# Provided records
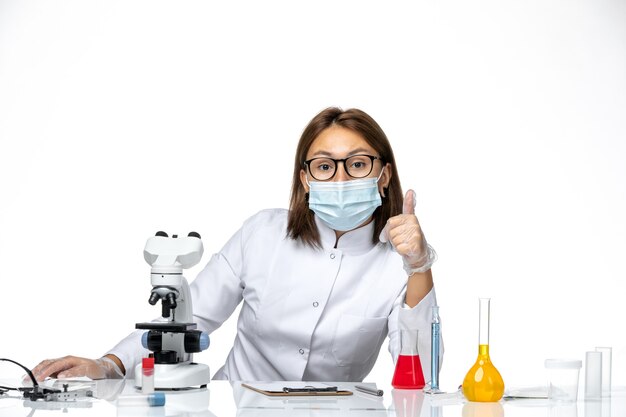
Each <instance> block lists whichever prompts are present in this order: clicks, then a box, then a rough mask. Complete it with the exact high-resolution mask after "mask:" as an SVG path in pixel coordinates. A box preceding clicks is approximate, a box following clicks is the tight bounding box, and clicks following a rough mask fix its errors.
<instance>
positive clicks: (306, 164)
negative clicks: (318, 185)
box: [303, 154, 383, 181]
mask: <svg viewBox="0 0 626 417" xmlns="http://www.w3.org/2000/svg"><path fill="white" fill-rule="evenodd" d="M357 156H365V157H367V158H369V159H370V161H372V165H371V167H370V171H369V172H368V173H367V174H365V175H363V176H362V177H355V176H354V175H352V174H350V172H348V167H347V166H346V161H347V160H348V159H352V158H355V157H357ZM316 159H328V160H330V161H333V162H334V163H335V172H333V175H331V176H330V177H329V178H327V179H325V180H320V179H318V178H315V176H314V175H313V173H312V172H311V162H313V161H315V160H316ZM377 159H378V160H379V161H380V162H381V163H382V162H383V158H380V157H378V156H373V155H367V154H357V155H350V156H349V157H347V158H343V159H334V158H330V157H328V156H318V157H317V158H311V159H309V160H307V161H304V164H303V165H304V166H305V167H306V168H307V169H308V171H309V174H311V176H312V177H313V179H315V180H317V181H330V180H332V179H333V178H335V175H337V171H338V170H337V167H338V166H339V163H340V162H341V163H342V164H343V170H344V171H345V173H346V174H348V176H349V177H351V178H365V177H367V176H368V175H369V174H371V173H372V171H373V170H374V161H375V160H377Z"/></svg>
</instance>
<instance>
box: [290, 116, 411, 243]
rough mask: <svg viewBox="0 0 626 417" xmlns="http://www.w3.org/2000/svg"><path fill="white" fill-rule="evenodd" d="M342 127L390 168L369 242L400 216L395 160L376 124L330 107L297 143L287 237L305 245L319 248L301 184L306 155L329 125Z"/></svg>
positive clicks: (309, 209) (311, 215)
mask: <svg viewBox="0 0 626 417" xmlns="http://www.w3.org/2000/svg"><path fill="white" fill-rule="evenodd" d="M332 125H335V126H341V127H343V128H346V129H350V130H352V131H353V132H356V133H358V134H359V135H361V136H362V137H363V139H365V141H366V142H367V143H368V144H369V145H370V146H371V147H372V148H374V150H376V152H378V154H379V155H380V157H381V159H382V161H383V163H384V164H387V163H388V164H390V165H391V179H390V181H389V185H388V187H387V189H386V192H385V197H384V198H383V200H382V205H381V206H380V207H378V208H377V209H376V211H374V214H373V216H374V234H373V236H372V241H373V242H374V243H375V244H376V243H378V242H379V240H378V236H379V235H380V232H381V231H382V230H383V228H384V227H385V224H386V223H387V220H388V219H389V218H390V217H392V216H395V215H397V214H400V213H402V202H403V194H402V187H401V186H400V178H399V177H398V172H397V170H396V161H395V158H394V156H393V151H392V149H391V145H390V144H389V140H388V139H387V135H385V132H383V130H382V129H381V128H380V126H379V125H378V123H376V121H375V120H374V119H372V118H371V117H370V116H369V115H368V114H367V113H365V112H363V111H361V110H358V109H348V110H345V111H343V110H341V109H340V108H337V107H329V108H327V109H324V110H322V111H321V112H320V113H319V114H317V115H316V116H315V117H314V118H313V119H311V121H310V122H309V124H308V125H307V126H306V128H305V129H304V131H303V132H302V136H301V137H300V141H299V142H298V148H297V150H296V158H295V163H294V167H293V183H292V186H291V201H290V204H289V218H288V221H287V236H289V237H290V238H292V239H300V240H301V241H302V242H304V243H305V244H308V245H310V246H313V247H321V242H320V234H319V231H318V230H317V227H316V225H315V217H314V213H313V211H311V210H310V209H309V205H308V201H307V200H308V195H306V191H305V189H304V187H303V185H302V183H301V182H300V170H301V169H305V164H304V161H305V159H306V154H307V152H308V151H309V148H310V147H311V144H312V143H313V141H314V140H315V139H316V138H317V137H318V136H319V135H320V134H321V133H322V131H324V130H325V129H327V128H329V127H330V126H332Z"/></svg>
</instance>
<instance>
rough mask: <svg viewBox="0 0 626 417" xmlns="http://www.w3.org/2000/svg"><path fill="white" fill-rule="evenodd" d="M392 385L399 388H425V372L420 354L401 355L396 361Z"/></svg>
mask: <svg viewBox="0 0 626 417" xmlns="http://www.w3.org/2000/svg"><path fill="white" fill-rule="evenodd" d="M391 385H392V386H393V387H394V388H398V389H420V388H424V385H426V383H425V382H424V372H422V362H421V361H420V357H419V355H400V356H398V362H396V370H395V371H394V373H393V379H392V380H391Z"/></svg>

# Task objective
Please copy the records above line for line without changing anything, and leave out the pictures.

# Completed task
Each <instance> block lists whichever prompts are present in this order: clicks, then a box, then a rough mask. Complete it with the exact high-resolution mask after "mask:" as an SVG path in pixel coordinates. A box preceding clicks is approximate, a box following clicks is the tight bounding box, and clicks following a rough mask fix its errors.
<instance>
positive clicks: (306, 164)
negative clicks: (318, 185)
box: [303, 154, 383, 181]
mask: <svg viewBox="0 0 626 417" xmlns="http://www.w3.org/2000/svg"><path fill="white" fill-rule="evenodd" d="M357 156H365V157H367V158H369V159H370V161H372V165H371V167H370V171H369V172H368V173H367V174H365V175H363V176H362V177H355V176H354V175H352V174H350V172H348V167H347V166H346V161H347V160H348V159H352V158H355V157H357ZM316 159H328V160H330V161H333V162H334V163H335V172H333V175H331V176H330V177H329V178H327V179H325V180H320V179H318V178H315V176H314V175H313V173H312V172H311V162H313V161H315V160H316ZM377 159H378V160H379V161H380V162H381V163H382V162H383V158H380V157H378V156H373V155H367V154H357V155H350V156H349V157H347V158H343V159H334V158H330V157H328V156H318V157H317V158H311V159H309V160H307V161H304V164H303V165H304V166H305V167H306V168H307V169H308V171H309V174H311V176H312V177H313V179H315V180H317V181H330V180H332V179H333V178H335V175H337V171H338V170H337V167H338V166H339V163H340V162H341V163H342V164H343V170H344V171H345V173H346V174H348V176H349V177H351V178H365V177H367V176H368V175H369V174H371V173H372V171H373V170H374V161H375V160H377Z"/></svg>
</instance>
<instance>
box: [290, 116, 411, 243]
rough mask: <svg viewBox="0 0 626 417" xmlns="http://www.w3.org/2000/svg"><path fill="white" fill-rule="evenodd" d="M342 127L390 168L369 242L400 216L395 160L376 124L330 107L297 143L287 237L305 245L319 248L301 184L306 155L329 125Z"/></svg>
positive clicks: (309, 209) (311, 215)
mask: <svg viewBox="0 0 626 417" xmlns="http://www.w3.org/2000/svg"><path fill="white" fill-rule="evenodd" d="M332 125H335V126H341V127H343V128H346V129H350V130H352V131H353V132H356V133H358V134H359V135H361V136H362V137H363V139H365V141H366V142H367V143H368V144H369V145H370V146H371V147H372V148H374V150H376V152H378V154H379V155H380V157H381V159H382V161H383V163H384V164H387V163H388V164H390V165H391V179H390V181H389V185H388V187H387V189H386V192H385V197H384V198H383V200H382V205H381V206H380V207H378V208H377V209H376V211H374V214H373V216H374V234H373V236H372V241H373V242H374V243H375V244H376V243H378V242H379V240H378V236H379V235H380V232H381V231H382V230H383V228H384V227H385V224H386V223H387V220H388V219H389V218H390V217H392V216H395V215H397V214H400V213H402V202H403V194H402V187H401V186H400V178H399V177H398V172H397V170H396V161H395V158H394V156H393V151H392V149H391V145H390V144H389V140H388V139H387V135H385V132H383V130H382V129H381V128H380V126H379V125H378V123H376V121H375V120H374V119H372V118H371V117H370V116H369V115H368V114H367V113H365V112H363V111H361V110H358V109H348V110H345V111H343V110H341V109H340V108H337V107H329V108H327V109H324V110H322V111H321V112H320V113H319V114H317V115H316V116H315V117H314V118H313V119H311V121H310V122H309V124H308V125H307V126H306V128H305V129H304V131H303V132H302V136H301V137H300V141H299V142H298V148H297V150H296V158H295V163H294V167H293V183H292V186H291V201H290V204H289V218H288V221H287V236H289V237H290V238H292V239H300V240H301V241H302V242H304V243H305V244H308V245H310V246H313V247H321V242H320V234H319V231H318V230H317V227H316V225H315V217H314V213H313V211H311V210H310V209H309V205H308V201H307V200H308V195H306V191H305V189H304V187H303V185H302V183H301V182H300V170H301V169H305V164H304V161H305V159H306V154H307V152H308V151H309V148H310V147H311V144H312V143H313V141H314V140H315V139H316V138H317V137H318V136H319V135H320V134H321V133H322V131H324V130H325V129H327V128H329V127H330V126H332Z"/></svg>
</instance>
<instance>
rough mask: <svg viewBox="0 0 626 417" xmlns="http://www.w3.org/2000/svg"><path fill="white" fill-rule="evenodd" d="M392 385L399 388H425V372L420 354L401 355L396 361Z"/></svg>
mask: <svg viewBox="0 0 626 417" xmlns="http://www.w3.org/2000/svg"><path fill="white" fill-rule="evenodd" d="M391 385H392V386H393V387H394V388H398V389H420V388H424V385H426V383H425V382H424V372H422V362H421V361H420V357H419V355H400V356H398V362H396V370H395V371H394V373H393V379H392V380H391Z"/></svg>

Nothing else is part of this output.